Dataset records:
• • •

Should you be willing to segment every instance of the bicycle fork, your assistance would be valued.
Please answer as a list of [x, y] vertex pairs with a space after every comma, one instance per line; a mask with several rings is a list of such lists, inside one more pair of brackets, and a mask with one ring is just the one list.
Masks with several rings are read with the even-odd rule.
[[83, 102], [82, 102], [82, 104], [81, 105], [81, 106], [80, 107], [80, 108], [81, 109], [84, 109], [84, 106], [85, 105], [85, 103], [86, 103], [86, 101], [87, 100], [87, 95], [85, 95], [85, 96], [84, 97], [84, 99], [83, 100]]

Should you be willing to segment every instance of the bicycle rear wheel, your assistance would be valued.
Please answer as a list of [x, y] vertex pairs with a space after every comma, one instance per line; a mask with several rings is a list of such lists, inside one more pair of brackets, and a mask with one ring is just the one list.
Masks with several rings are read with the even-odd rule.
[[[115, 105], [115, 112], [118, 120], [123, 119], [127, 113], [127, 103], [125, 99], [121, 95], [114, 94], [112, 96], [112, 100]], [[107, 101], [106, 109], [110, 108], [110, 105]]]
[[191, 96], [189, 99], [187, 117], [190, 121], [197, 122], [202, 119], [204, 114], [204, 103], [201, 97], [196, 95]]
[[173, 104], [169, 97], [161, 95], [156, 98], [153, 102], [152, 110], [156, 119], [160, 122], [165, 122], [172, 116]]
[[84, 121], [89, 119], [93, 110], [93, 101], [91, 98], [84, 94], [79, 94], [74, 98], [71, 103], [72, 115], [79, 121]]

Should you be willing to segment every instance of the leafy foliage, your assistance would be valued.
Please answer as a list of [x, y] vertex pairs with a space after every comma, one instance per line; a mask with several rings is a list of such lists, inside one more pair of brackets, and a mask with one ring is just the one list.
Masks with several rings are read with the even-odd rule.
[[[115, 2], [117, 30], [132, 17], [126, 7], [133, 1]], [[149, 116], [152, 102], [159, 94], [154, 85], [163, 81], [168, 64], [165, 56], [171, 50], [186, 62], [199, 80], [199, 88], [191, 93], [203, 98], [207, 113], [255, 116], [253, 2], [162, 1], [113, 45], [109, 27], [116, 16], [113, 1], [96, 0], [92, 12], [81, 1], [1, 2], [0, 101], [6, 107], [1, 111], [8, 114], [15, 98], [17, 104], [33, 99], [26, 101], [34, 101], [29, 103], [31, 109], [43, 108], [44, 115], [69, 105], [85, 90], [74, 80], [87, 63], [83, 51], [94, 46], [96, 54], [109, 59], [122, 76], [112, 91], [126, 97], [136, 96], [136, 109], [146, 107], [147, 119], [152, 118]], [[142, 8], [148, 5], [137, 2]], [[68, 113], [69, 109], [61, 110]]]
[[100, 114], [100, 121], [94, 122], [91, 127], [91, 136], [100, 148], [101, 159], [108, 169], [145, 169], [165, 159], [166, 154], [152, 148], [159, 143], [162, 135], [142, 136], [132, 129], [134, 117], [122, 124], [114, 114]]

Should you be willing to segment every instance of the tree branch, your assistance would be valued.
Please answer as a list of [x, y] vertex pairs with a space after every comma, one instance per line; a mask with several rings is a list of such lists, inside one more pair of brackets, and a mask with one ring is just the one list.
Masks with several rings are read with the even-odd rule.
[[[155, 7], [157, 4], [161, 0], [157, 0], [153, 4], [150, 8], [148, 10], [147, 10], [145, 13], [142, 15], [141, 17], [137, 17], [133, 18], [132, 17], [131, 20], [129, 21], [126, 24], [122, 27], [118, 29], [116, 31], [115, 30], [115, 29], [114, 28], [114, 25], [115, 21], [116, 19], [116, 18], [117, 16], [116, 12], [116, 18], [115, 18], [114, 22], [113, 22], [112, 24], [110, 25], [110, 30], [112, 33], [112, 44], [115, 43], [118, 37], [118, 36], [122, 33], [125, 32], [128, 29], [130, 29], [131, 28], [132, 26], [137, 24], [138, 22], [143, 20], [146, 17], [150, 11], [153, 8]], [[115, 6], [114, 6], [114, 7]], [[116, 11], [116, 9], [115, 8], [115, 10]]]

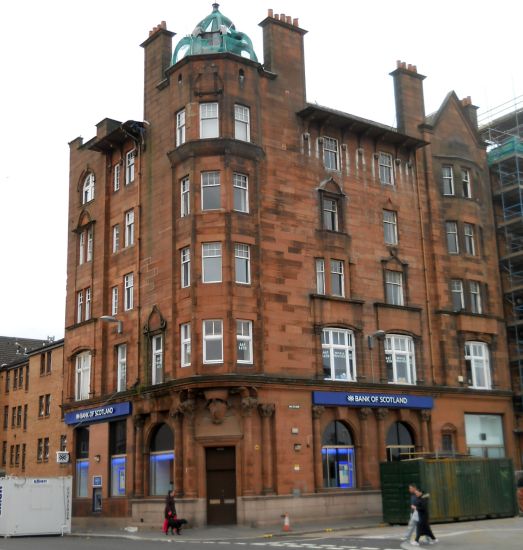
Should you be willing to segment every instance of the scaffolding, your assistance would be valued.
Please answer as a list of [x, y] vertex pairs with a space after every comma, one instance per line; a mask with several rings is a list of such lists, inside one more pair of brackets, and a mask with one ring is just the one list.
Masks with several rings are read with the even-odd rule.
[[523, 412], [523, 96], [482, 113], [478, 124], [492, 175], [514, 405]]

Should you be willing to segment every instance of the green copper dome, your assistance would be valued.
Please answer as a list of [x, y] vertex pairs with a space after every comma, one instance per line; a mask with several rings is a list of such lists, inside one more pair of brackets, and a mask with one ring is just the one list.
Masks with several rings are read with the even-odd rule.
[[234, 23], [220, 13], [219, 7], [219, 4], [213, 4], [212, 13], [196, 25], [191, 35], [178, 42], [173, 54], [173, 65], [188, 55], [222, 52], [258, 61], [251, 39], [245, 33], [238, 32]]

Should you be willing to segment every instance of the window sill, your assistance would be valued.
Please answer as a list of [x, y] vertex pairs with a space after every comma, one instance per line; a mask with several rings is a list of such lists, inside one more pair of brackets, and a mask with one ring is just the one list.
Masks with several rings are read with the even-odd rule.
[[495, 319], [497, 321], [502, 321], [503, 319], [500, 319], [499, 317], [496, 317], [496, 315], [490, 315], [488, 313], [472, 313], [472, 311], [467, 311], [465, 309], [437, 309], [436, 313], [438, 314], [445, 314], [445, 315], [466, 315], [467, 317], [479, 317], [480, 319]]
[[332, 294], [312, 293], [312, 294], [309, 294], [309, 296], [317, 300], [332, 300], [333, 302], [344, 302], [347, 304], [362, 305], [365, 303], [365, 300], [359, 300], [357, 298], [346, 298], [345, 296], [333, 296]]
[[386, 302], [374, 302], [374, 307], [375, 308], [385, 307], [385, 308], [390, 308], [390, 309], [400, 309], [400, 310], [403, 310], [403, 311], [416, 311], [418, 313], [423, 310], [423, 308], [421, 308], [419, 306], [399, 306], [399, 305], [396, 305], [396, 304], [387, 304]]
[[340, 235], [342, 237], [350, 238], [350, 235], [346, 233], [345, 231], [334, 231], [333, 229], [325, 229], [322, 227], [321, 229], [316, 229], [318, 233], [323, 233], [326, 235]]

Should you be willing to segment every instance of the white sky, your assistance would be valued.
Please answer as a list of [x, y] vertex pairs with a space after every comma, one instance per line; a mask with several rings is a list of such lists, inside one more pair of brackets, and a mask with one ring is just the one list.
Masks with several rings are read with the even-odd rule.
[[[450, 90], [482, 110], [523, 94], [520, 0], [223, 0], [254, 42], [267, 9], [298, 17], [308, 101], [395, 125], [396, 59], [417, 65], [426, 112]], [[105, 117], [143, 118], [143, 42], [212, 11], [192, 0], [17, 0], [0, 10], [0, 335], [64, 334], [68, 142]]]

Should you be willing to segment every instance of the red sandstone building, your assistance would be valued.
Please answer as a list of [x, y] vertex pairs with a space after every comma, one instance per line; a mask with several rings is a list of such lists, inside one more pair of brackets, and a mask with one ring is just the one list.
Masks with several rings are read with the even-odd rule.
[[308, 104], [306, 31], [260, 26], [263, 64], [217, 5], [162, 23], [144, 120], [70, 144], [76, 515], [379, 514], [380, 461], [514, 456], [475, 107], [404, 63], [398, 128]]
[[[16, 347], [18, 354], [0, 370], [1, 470], [22, 477], [70, 475], [63, 453], [68, 432], [61, 408], [63, 340], [0, 337], [2, 347]], [[5, 358], [1, 351], [0, 357]]]

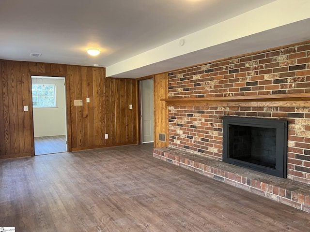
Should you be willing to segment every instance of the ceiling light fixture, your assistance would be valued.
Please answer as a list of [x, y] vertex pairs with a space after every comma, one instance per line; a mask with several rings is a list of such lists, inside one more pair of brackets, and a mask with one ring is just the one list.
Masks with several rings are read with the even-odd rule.
[[91, 56], [97, 56], [100, 53], [100, 50], [99, 48], [88, 48], [87, 49], [87, 53], [88, 53]]

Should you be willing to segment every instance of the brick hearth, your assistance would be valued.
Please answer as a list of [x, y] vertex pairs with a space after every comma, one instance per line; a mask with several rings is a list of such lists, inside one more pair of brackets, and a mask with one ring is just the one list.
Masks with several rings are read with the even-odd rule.
[[274, 176], [171, 147], [153, 157], [236, 188], [310, 213], [310, 185]]

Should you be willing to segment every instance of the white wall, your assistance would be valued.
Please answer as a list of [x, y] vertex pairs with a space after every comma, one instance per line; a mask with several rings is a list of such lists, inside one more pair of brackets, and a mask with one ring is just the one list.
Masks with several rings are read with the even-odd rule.
[[33, 108], [34, 137], [63, 135], [66, 133], [64, 78], [33, 77], [33, 84], [52, 84], [56, 90], [56, 108]]

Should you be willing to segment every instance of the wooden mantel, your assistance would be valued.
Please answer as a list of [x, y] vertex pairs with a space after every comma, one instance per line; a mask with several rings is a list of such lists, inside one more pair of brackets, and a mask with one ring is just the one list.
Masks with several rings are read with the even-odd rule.
[[212, 98], [161, 99], [168, 106], [310, 106], [310, 93]]

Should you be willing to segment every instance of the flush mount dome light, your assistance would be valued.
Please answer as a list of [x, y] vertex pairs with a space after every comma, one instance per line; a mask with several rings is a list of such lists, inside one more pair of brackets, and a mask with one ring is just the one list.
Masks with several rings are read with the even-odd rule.
[[91, 56], [97, 56], [100, 53], [100, 50], [98, 48], [88, 48], [87, 49], [87, 53]]

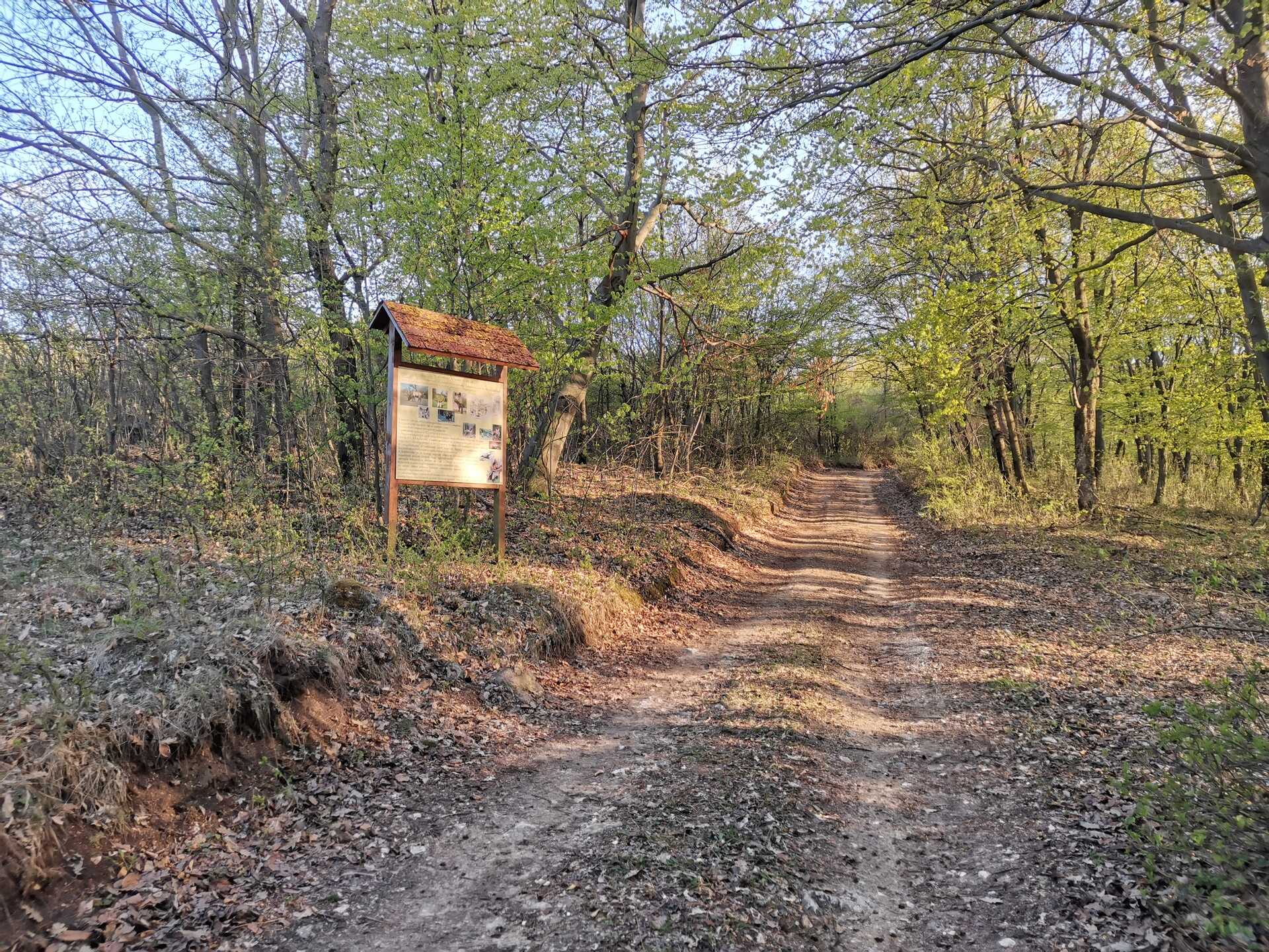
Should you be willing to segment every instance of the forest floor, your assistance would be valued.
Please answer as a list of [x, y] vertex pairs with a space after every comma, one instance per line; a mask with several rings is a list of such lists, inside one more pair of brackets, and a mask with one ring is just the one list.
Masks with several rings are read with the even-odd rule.
[[193, 811], [179, 847], [138, 849], [63, 923], [27, 908], [28, 937], [1179, 948], [1113, 781], [1154, 743], [1143, 702], [1264, 655], [1259, 626], [1181, 572], [1126, 569], [1159, 560], [1118, 529], [1103, 557], [1086, 533], [915, 510], [892, 475], [813, 471], [621, 635], [508, 689], [459, 670], [306, 691], [310, 746], [242, 754], [258, 793]]

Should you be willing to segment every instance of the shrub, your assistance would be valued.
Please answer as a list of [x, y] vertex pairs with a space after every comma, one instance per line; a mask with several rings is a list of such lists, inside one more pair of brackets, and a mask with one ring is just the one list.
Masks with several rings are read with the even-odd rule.
[[1124, 772], [1129, 833], [1178, 925], [1207, 943], [1269, 942], [1269, 711], [1265, 669], [1211, 688], [1208, 703], [1152, 702], [1156, 759]]

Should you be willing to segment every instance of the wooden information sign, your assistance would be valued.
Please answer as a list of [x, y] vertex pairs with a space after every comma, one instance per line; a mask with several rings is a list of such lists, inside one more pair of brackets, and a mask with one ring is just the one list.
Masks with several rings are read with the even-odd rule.
[[[396, 551], [400, 486], [453, 486], [497, 494], [499, 561], [506, 552], [508, 368], [538, 362], [515, 334], [421, 307], [383, 301], [371, 322], [388, 334], [385, 432], [388, 552]], [[496, 374], [416, 367], [409, 354], [489, 364]]]

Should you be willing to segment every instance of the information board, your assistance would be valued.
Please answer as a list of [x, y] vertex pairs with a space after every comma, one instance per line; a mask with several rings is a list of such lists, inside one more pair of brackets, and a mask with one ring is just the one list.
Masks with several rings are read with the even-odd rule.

• • •

> DIRECTIVE: Reproduce word for word the lines of the records that run from the first line through the line containing "99], [83, 100]]", including both of those lines.

> ANSWER IN FULL:
Should you be willing to segment every instance of the bicycle fork, your assistance would be valued.
Please answer as a list of [x, y] vertex pairs with a space after every comma, one instance per line; a mask with several rings is a list of such lists, inside one more pair of brackets, and a mask with one ring is just the one list.
Masks with several rings are read with the even-odd rule.
[[83, 102], [82, 102], [82, 104], [81, 105], [81, 106], [80, 107], [80, 108], [81, 109], [84, 109], [84, 106], [85, 105], [85, 103], [86, 103], [86, 101], [87, 100], [87, 95], [85, 95], [85, 96], [84, 97], [84, 99], [83, 100]]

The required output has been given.